(DIRECTIONS)
Determine how many lines in the records below contain the string "white". Give only the count.

%%

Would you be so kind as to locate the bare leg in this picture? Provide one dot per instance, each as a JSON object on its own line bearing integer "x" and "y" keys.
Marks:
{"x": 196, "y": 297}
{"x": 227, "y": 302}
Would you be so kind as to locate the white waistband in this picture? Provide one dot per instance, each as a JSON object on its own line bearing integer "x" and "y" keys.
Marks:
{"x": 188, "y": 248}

%%
%%

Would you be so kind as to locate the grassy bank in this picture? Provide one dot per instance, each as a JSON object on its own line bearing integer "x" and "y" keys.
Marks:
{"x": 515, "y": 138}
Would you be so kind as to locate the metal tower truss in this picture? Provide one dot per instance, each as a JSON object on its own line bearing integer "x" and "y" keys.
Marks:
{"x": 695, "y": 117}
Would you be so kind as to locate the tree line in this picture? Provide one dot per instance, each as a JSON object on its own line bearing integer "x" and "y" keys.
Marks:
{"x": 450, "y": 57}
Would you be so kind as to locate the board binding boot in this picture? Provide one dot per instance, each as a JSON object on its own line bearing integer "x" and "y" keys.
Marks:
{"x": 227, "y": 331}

%%
%%

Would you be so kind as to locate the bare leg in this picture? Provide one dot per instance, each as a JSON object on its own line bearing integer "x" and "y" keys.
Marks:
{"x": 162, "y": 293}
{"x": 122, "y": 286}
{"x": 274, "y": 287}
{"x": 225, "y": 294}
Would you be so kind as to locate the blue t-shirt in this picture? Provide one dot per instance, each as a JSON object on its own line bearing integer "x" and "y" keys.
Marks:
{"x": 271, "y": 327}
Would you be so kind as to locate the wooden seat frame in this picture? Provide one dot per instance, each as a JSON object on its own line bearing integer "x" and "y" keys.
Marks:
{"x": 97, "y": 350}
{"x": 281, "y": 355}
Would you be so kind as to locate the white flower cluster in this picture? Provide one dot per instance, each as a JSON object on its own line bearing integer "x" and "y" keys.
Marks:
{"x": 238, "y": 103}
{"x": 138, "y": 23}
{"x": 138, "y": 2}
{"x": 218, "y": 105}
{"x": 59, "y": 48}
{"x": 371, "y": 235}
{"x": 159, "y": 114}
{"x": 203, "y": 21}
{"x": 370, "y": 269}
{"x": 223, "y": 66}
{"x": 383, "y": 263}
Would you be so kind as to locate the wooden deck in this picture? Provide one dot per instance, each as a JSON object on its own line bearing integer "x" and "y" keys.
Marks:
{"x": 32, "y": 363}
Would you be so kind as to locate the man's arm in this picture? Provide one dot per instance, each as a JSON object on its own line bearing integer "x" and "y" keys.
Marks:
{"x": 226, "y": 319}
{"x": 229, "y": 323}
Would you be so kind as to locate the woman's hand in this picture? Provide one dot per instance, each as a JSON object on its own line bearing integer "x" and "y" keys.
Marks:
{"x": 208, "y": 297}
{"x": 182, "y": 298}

%%

(ANSWER TO THIS EXERCISE)
2